---------- Input data ----------

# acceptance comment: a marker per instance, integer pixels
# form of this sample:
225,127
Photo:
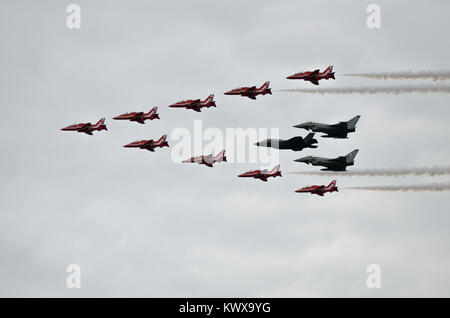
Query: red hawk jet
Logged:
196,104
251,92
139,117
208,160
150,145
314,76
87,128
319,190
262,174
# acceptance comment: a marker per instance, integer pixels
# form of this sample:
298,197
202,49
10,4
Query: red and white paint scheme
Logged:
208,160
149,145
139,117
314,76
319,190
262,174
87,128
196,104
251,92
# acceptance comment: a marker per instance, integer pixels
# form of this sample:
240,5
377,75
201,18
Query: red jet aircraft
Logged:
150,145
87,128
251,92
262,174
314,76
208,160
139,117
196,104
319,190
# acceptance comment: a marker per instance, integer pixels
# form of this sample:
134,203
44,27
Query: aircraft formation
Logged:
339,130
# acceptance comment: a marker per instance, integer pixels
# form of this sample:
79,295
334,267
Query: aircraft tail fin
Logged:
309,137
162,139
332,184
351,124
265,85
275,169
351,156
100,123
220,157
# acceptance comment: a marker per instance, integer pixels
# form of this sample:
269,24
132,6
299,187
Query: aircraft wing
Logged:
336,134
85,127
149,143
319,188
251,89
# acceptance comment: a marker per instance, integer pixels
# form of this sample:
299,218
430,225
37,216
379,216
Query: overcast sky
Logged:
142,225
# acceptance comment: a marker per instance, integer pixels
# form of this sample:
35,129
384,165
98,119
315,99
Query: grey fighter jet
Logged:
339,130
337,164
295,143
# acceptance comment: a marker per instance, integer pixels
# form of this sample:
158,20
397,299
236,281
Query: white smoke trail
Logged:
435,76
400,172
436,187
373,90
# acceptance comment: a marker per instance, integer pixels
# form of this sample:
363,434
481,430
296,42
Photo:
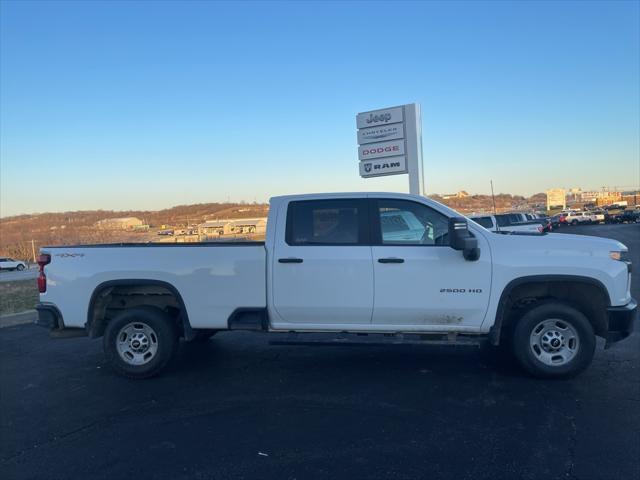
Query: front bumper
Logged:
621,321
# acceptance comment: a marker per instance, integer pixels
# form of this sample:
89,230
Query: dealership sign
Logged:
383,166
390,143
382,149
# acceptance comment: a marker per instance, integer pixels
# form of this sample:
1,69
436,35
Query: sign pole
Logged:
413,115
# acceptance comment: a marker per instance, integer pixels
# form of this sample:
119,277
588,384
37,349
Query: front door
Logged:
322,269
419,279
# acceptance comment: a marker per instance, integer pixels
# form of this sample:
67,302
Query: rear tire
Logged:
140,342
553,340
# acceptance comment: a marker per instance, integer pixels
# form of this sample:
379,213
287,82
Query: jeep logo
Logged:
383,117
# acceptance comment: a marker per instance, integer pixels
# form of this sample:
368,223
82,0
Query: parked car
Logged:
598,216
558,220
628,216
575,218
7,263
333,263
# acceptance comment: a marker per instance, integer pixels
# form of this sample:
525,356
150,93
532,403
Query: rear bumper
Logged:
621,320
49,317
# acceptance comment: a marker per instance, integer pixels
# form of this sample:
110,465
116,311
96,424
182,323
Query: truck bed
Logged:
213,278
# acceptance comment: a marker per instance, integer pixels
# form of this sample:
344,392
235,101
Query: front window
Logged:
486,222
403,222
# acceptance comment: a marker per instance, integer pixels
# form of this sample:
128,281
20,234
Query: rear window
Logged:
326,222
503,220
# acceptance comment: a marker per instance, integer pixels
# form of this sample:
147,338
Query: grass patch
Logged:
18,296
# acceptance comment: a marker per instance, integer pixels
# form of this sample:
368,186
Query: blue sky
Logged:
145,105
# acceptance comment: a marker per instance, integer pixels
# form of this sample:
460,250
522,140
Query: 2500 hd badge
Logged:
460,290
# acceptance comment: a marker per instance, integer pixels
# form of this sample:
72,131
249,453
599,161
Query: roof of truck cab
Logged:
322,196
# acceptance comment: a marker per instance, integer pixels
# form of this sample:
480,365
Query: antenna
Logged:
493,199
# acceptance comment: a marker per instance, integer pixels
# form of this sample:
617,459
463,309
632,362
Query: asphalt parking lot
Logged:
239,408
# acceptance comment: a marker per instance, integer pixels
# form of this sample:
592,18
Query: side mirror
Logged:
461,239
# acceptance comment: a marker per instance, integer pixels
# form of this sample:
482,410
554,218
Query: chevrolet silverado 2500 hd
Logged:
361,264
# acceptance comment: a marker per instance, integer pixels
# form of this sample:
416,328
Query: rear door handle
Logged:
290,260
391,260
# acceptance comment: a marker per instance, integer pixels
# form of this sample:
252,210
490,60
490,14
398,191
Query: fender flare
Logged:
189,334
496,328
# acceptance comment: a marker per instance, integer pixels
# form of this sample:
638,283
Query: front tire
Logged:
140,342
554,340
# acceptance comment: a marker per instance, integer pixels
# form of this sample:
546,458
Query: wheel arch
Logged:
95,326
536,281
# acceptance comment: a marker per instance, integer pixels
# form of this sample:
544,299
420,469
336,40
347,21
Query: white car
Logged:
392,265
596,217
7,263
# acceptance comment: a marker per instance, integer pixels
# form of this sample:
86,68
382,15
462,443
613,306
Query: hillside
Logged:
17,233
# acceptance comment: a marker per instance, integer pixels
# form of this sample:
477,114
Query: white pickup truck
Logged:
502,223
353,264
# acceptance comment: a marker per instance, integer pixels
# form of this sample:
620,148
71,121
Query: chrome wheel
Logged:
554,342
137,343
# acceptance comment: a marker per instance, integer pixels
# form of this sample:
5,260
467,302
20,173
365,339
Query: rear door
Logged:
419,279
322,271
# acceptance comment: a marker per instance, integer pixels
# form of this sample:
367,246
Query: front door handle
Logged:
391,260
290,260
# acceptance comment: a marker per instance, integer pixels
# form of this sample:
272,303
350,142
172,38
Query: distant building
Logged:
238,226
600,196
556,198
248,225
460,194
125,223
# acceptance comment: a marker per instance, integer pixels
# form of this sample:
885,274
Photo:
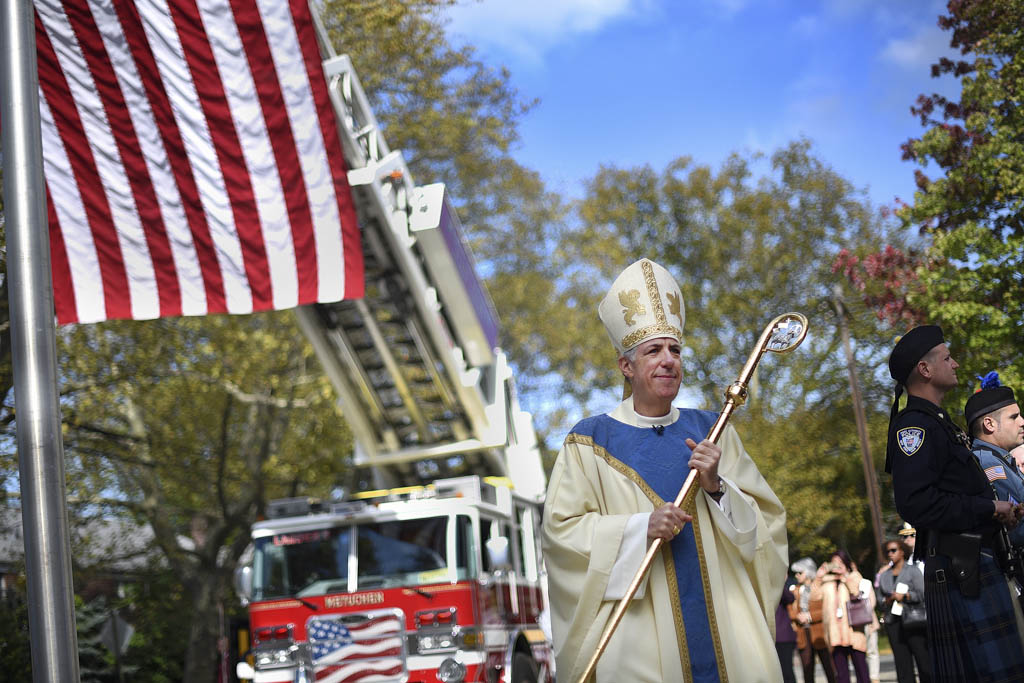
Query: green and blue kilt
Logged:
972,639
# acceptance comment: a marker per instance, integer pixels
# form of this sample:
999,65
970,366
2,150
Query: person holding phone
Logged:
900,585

----------
---------- Input data ----------

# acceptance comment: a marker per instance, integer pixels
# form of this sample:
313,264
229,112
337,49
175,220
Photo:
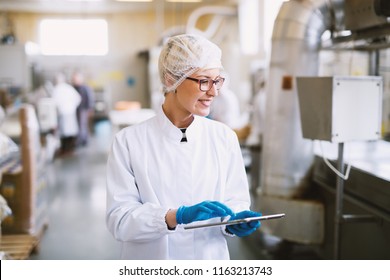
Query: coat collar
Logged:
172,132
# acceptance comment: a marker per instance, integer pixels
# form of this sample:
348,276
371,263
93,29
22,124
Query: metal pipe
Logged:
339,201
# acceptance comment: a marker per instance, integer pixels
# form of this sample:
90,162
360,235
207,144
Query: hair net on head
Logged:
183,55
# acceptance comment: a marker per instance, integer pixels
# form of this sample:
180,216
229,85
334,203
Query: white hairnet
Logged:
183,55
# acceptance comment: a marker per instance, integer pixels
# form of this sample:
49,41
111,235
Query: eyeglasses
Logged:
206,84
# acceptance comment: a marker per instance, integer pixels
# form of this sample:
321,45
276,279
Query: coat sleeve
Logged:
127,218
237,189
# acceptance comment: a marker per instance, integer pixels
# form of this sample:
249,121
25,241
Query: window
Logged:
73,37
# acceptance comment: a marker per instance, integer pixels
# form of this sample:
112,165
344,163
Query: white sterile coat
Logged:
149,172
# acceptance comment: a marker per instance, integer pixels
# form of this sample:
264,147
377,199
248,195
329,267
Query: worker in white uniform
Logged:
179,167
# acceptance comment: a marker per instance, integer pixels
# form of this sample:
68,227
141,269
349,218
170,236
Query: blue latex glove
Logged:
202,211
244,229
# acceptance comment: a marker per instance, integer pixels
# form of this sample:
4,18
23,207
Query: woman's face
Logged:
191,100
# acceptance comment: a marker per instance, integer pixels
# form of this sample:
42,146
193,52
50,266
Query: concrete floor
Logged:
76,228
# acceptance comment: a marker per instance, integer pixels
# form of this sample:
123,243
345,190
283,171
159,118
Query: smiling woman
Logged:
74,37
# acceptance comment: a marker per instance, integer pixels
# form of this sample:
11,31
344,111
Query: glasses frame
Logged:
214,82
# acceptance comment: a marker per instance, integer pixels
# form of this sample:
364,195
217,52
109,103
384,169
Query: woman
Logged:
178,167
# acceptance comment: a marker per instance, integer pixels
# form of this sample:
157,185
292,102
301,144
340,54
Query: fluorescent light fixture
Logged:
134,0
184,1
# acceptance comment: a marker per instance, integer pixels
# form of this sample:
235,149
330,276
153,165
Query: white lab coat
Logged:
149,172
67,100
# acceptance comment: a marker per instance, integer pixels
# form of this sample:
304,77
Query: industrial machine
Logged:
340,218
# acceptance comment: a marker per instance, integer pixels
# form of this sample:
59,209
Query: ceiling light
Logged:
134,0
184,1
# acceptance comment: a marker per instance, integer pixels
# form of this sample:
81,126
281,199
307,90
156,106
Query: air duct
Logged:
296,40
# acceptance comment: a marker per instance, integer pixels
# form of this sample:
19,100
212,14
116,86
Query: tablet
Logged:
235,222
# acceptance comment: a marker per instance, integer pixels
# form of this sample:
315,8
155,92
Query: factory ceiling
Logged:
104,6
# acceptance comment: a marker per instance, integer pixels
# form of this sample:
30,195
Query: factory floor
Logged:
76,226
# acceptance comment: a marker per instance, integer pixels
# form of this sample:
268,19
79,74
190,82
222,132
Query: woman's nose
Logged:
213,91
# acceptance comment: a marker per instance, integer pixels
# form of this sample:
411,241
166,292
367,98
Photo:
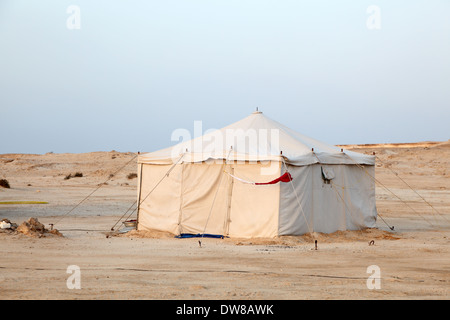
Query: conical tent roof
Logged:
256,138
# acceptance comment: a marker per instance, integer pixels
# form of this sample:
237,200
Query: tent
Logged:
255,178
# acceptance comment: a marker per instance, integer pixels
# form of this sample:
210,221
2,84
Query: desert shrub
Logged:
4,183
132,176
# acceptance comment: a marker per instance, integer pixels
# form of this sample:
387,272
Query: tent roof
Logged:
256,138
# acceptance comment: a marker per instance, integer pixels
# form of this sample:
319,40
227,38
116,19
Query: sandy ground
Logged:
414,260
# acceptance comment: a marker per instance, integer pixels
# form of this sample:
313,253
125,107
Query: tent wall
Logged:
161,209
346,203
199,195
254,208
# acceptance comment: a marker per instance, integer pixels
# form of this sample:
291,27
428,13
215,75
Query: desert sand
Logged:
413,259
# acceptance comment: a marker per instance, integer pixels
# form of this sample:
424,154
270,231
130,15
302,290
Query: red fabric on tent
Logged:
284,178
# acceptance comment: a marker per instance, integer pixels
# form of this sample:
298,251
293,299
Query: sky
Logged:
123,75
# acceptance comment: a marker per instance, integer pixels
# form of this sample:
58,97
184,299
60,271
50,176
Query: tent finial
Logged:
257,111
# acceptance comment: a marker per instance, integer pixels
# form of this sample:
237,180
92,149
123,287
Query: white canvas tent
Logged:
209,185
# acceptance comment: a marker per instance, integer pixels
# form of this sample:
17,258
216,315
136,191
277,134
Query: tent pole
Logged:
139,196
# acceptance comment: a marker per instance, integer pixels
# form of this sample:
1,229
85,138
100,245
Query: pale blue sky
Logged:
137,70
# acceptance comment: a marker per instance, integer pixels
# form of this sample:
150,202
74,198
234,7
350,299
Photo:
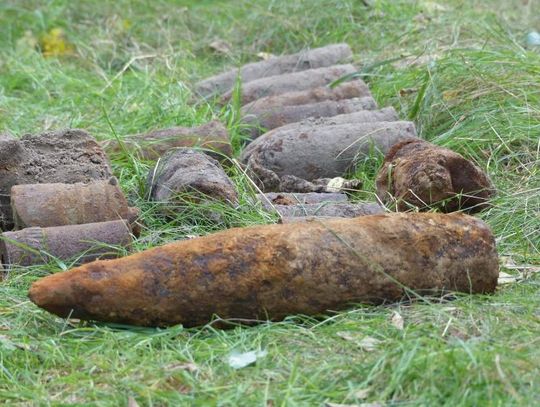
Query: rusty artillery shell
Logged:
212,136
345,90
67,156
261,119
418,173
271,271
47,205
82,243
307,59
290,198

----------

▶ _What to produce_: Take from the entries every line that has the string "bumper".

▶ _Written answer_:
Query: front bumper
Query: rear bumper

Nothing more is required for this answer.